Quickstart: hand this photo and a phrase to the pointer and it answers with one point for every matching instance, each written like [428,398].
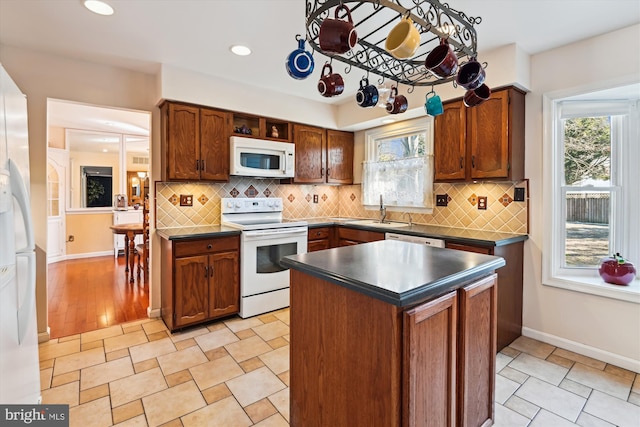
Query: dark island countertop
[450,234]
[200,232]
[398,273]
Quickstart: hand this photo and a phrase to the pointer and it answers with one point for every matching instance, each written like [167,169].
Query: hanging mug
[299,63]
[442,61]
[470,75]
[433,105]
[398,104]
[330,83]
[336,35]
[367,96]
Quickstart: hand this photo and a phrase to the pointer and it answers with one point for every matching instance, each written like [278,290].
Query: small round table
[129,231]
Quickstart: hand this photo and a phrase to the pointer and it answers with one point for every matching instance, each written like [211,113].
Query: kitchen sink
[375,223]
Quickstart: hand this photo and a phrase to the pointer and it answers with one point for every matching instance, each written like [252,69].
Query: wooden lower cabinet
[200,280]
[510,291]
[357,361]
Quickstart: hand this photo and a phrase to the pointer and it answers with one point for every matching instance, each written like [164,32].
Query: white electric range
[266,238]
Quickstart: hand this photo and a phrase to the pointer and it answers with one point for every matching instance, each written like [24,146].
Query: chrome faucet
[383,211]
[410,220]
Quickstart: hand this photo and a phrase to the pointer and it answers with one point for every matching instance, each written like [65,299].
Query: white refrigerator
[19,364]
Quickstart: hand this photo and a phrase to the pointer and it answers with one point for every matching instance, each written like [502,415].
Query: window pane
[400,148]
[587,228]
[587,151]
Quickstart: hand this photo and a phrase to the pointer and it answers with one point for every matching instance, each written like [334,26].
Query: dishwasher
[415,239]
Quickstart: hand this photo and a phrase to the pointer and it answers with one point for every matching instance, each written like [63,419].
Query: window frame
[409,127]
[622,228]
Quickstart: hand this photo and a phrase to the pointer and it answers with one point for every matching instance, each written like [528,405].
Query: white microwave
[260,158]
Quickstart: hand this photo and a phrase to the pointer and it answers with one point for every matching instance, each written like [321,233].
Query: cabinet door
[224,284]
[183,142]
[191,289]
[311,145]
[449,141]
[214,145]
[488,136]
[339,157]
[429,363]
[477,353]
————————
• **AIM**:
Write out again every line of the entries from the line containing "written like [164,32]." through the end of the entries, inclusive, moving each answer coordinate by adding 78 to both of its numbers. Leave the sample coordinates and all other lines unchanged.

• **WRITTEN REPLY**:
Quickstart: hand this photo and a phrase to the pointer and it answers with one point for every matching instance, each written like [164,32].
Query: white electric range
[344,316]
Quickstart: hand this photo and a phrase to the pointer and it answers with one point for every matching instance, each written like [24,146].
Query: chrome faucet
[461,289]
[488,298]
Quickstart: hand this photo and a phrase to the pointer and it answers with one point for every matching instance, each written like [65,299].
Query: white refrigerator
[97,442]
Quickstart: hand this photo and a phrase to the pointer and it answers with one point for every matching instance, each written like [502,415].
Query: window pane
[478,226]
[665,306]
[665,229]
Quickstart: hand this photo and a phrase to the pointer and it answers with one point for every matching instance, each written like [334,26].
Query: dishwasher
[493,317]
Quickstart: hand this photo and a phrase to the pointer and it answers with one point for every matching instance, each written like [63,419].
Query: window frame
[487,205]
[700,306]
Quickstart: hand this photo and a phrase to the pointer and it answers with one point for every matching instance, each written like [528,405].
Query: white microwave
[338,236]
Quickstart: hand this photo and a phrase to the pointer and it answers with one point for every matching instance, each written like [321,233].
Query: cabinet door
[302,362]
[261,220]
[269,367]
[389,223]
[527,219]
[292,223]
[566,214]
[417,235]
[507,441]
[555,431]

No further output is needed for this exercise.